» **AIM**:
Retype the data below without altering anything.

» **Records from a data source**:
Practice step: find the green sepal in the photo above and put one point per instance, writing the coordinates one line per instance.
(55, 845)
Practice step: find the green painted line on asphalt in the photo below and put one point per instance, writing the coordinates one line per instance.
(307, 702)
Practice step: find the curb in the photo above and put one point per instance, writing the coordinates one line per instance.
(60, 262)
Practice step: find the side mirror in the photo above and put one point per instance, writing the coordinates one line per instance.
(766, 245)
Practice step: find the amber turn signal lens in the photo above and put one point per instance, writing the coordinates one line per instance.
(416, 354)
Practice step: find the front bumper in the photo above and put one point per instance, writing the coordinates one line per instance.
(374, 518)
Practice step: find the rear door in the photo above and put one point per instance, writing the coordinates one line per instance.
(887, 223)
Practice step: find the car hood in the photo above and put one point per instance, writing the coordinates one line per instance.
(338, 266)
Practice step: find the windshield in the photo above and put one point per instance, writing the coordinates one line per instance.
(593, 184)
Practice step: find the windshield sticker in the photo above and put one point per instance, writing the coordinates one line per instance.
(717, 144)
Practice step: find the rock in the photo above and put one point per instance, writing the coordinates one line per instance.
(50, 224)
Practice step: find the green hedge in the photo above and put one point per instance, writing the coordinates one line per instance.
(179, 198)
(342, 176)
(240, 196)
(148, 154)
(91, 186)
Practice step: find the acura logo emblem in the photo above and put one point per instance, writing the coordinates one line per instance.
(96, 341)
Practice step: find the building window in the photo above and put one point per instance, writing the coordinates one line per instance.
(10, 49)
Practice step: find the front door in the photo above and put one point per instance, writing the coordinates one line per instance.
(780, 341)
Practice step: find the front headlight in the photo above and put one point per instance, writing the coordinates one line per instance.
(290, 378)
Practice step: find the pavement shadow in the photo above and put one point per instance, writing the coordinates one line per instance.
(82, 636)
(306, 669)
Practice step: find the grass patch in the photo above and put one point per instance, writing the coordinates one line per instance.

» **RESULT OF THE TASK**:
Practice step: find the green sepal in the photo above and put one point per instance, writing the coordinates one line per instance.
(55, 845)
Practice step: find the green painted line on asphalt in the photo below and put one point per instance, writing the coordinates one line per instance.
(307, 702)
Practice step: find the curb in the photo above and put one point per instance, writing the coordinates one line per instance.
(60, 262)
Practice step: find the side mirror in the photo above and put one point per instance, writing the coordinates one line per instance.
(766, 245)
Practice step: find the amber turn signal lens in the photo above and put one point per instance, writing the coordinates one line per instance.
(416, 354)
Practice step: find the front bumper in the photo above and put one point per instance, writing the coordinates one line per instance.
(374, 518)
Practice step: find the rear door in the photo above and put one point per instance, writing the coordinates one line per instance.
(887, 223)
Practice step: find the car hood in the photo above and put one point per instance, writing the coordinates one line per instance.
(338, 266)
Practice step: find the windshield in the photo above and put one point per instance, writing the coordinates one line per instance.
(593, 184)
Practice step: find the windshield sticker in the photo above and put one point per instance, writing the coordinates one line per instance.
(717, 144)
Practice step: find the rock in the photo above and put one point per instance, writing the coordinates one line per instance.
(50, 224)
Practice step: find the green hedge in the photo above and put one point per instance, writing the coordinates one line per instance.
(179, 198)
(342, 176)
(240, 196)
(148, 154)
(91, 186)
Practice step: find the acura logo emblem in the photo above and put one point per instance, writing the coordinates one line per instance.
(96, 341)
Practice step: find the building window in the photo above and put one point per instance, writing the coordinates one line per instance.
(10, 49)
Practice step: find the front door in the photo above and put one point per instance, writing the coordinates one line per instance.
(780, 341)
Practice step: find the front headlight in the photo above and put one point per instance, writing the coordinates one line per instance.
(290, 378)
Practice step: find the pavement shadow in the photo above and put one point per instance, writing the coordinates one line per instance.
(82, 636)
(306, 669)
Practice step: find the grass patch in the photo above and put one point per instance, writing the coordinates one line per instance.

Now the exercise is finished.